• _Job_: Which lines of the entries below contain the string "bottom"? Gather each of those lines and copy it out in full.

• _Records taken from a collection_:
• • • •
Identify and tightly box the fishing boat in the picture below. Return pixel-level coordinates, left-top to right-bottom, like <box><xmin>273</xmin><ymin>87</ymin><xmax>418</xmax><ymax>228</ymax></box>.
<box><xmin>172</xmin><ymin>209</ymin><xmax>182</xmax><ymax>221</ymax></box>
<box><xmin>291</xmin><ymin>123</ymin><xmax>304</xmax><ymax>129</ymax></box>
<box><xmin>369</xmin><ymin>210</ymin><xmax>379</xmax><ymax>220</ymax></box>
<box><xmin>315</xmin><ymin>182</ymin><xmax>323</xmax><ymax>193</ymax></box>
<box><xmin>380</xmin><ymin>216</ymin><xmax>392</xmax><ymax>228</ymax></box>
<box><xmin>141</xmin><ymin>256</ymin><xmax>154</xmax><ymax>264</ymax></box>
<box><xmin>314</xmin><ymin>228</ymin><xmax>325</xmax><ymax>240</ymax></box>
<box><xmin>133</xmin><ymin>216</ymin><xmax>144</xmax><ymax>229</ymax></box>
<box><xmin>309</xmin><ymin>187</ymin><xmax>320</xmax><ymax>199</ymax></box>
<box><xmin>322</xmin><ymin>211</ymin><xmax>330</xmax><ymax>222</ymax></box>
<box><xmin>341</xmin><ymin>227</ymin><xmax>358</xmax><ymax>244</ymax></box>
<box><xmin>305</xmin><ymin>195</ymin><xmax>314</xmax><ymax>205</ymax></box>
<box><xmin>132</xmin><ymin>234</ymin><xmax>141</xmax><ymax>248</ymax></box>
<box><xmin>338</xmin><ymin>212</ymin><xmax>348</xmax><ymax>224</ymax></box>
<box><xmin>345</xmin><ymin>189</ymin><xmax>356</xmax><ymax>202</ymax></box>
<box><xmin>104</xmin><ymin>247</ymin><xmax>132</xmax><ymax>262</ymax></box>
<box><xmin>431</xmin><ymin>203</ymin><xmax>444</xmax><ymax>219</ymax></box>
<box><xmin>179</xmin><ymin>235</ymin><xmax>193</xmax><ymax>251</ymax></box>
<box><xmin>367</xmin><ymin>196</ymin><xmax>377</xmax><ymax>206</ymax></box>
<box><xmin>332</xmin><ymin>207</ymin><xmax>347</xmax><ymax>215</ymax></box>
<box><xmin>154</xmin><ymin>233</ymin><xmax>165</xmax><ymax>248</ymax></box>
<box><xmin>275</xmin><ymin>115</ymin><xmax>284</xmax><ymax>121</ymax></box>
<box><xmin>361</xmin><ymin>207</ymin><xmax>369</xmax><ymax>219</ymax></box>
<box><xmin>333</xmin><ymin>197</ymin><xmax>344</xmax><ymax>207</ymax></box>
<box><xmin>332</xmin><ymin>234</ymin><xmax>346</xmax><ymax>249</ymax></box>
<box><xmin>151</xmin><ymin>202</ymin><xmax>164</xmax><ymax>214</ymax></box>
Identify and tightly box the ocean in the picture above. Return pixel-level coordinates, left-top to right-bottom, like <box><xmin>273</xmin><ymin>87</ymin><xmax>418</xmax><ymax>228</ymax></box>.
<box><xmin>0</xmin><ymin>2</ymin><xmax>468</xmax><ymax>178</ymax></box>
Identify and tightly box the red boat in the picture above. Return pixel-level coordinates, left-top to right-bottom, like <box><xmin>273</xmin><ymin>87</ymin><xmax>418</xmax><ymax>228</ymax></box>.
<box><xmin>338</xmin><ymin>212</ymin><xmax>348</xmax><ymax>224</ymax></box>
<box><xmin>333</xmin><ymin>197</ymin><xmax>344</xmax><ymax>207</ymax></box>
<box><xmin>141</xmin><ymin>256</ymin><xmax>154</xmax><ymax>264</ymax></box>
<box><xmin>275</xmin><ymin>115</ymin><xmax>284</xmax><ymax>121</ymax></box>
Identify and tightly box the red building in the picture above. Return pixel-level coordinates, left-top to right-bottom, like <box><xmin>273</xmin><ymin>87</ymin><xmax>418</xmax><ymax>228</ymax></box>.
• • • •
• _Exercise output_:
Identify and tightly box the fishing boat in the picture below. Return pixel-level coordinates, left-top to right-bottom, like <box><xmin>273</xmin><ymin>87</ymin><xmax>418</xmax><ymax>228</ymax></box>.
Identify and tightly box the ocean in the picture above. Return pixel-level coordinates, left-top to right-bottom, like <box><xmin>273</xmin><ymin>87</ymin><xmax>418</xmax><ymax>228</ymax></box>.
Identify and tightly box the red boat in the picture above. Return pixel-level coordinates, left-top to right-bottom, like <box><xmin>273</xmin><ymin>87</ymin><xmax>418</xmax><ymax>228</ymax></box>.
Identify and tightly box the red building in the picture above. Return pixel-level coordinates, left-top to right-bottom, like <box><xmin>273</xmin><ymin>87</ymin><xmax>418</xmax><ymax>228</ymax></box>.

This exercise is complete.